**Aim of the task:** Each entry below is to be duplicated verbatim.

Collection entries:
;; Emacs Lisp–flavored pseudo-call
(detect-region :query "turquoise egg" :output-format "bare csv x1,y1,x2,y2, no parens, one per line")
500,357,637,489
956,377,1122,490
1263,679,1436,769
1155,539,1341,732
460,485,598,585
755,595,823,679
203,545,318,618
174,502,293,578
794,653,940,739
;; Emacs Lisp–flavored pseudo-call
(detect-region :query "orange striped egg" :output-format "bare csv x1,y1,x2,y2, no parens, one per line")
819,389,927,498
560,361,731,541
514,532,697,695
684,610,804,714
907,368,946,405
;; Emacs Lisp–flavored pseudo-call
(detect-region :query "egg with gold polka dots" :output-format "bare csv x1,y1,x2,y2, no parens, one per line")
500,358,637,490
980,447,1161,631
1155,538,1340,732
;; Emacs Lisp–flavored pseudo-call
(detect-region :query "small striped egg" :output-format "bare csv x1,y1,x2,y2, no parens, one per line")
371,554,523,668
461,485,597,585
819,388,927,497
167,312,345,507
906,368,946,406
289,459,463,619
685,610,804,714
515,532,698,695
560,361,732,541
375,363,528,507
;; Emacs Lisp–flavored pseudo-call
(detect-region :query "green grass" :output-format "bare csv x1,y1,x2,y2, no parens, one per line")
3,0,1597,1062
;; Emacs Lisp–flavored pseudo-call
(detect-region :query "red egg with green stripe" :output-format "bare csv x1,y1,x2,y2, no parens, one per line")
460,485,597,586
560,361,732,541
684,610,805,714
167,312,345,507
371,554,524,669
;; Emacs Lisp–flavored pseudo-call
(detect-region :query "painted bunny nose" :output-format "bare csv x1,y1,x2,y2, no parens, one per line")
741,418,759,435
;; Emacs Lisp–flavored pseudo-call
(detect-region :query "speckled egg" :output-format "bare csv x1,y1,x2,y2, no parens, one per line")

**Solved exercise:**
;; Emacs Lisp–flavored pseudo-call
(detect-region :query "turquoise egg" :output-format "bare csv x1,y1,x2,y2, no parens, one per line")
500,357,637,489
956,377,1122,490
1263,679,1436,769
1155,539,1341,732
460,485,598,585
755,595,823,679
203,545,318,618
174,502,293,578
794,653,940,739
;; Emacs Lisp–flavored pseudo-call
(detect-region :query "orange striped egg" :output-format "bare csv x1,y1,x2,y2, no parens, one per line")
819,389,927,498
560,361,731,541
514,532,697,695
684,610,804,714
907,368,946,405
;; Emacs Lisp–flavored pseudo-call
(detect-region :query "egg with gold polka dots" :output-format "bare csv x1,y1,x2,y2, no parens, one per line")
500,358,637,490
980,447,1161,631
1155,538,1340,732
;; Emacs Lisp–flavored pseudo-call
(detect-region :query "small striped egg" :output-format "bare csv x1,y1,x2,y2, no parens, one per line")
371,554,523,668
461,485,597,585
819,388,927,497
167,312,345,507
906,368,946,406
289,459,463,619
685,610,804,714
515,532,698,695
560,361,732,541
375,363,528,507
;; Emacs Lisp–flavored pseudo-call
(detect-region :query "green grass" :output-format "bare csv x1,y1,x2,y2, no parens, one per line")
3,0,1597,1062
;; Emacs Lisp–flavored pseudo-call
(detect-region :query "red egg with green stripe" :output-format "bare csv x1,y1,x2,y2, no parens, one per line")
460,485,597,586
560,361,732,541
684,610,805,714
167,312,345,507
371,554,524,669
;; Emacs Lisp–flavored pseudo-call
(detect-region :query "painted bunny nose" :output-format "bare csv x1,y1,x2,y2, no parens, one per line")
741,418,759,435
;; Emacs Lisp–flavored pseudo-call
(detect-region :query "speckled egg" :output-format "bare csv x1,y1,x2,y2, no parens, one per line")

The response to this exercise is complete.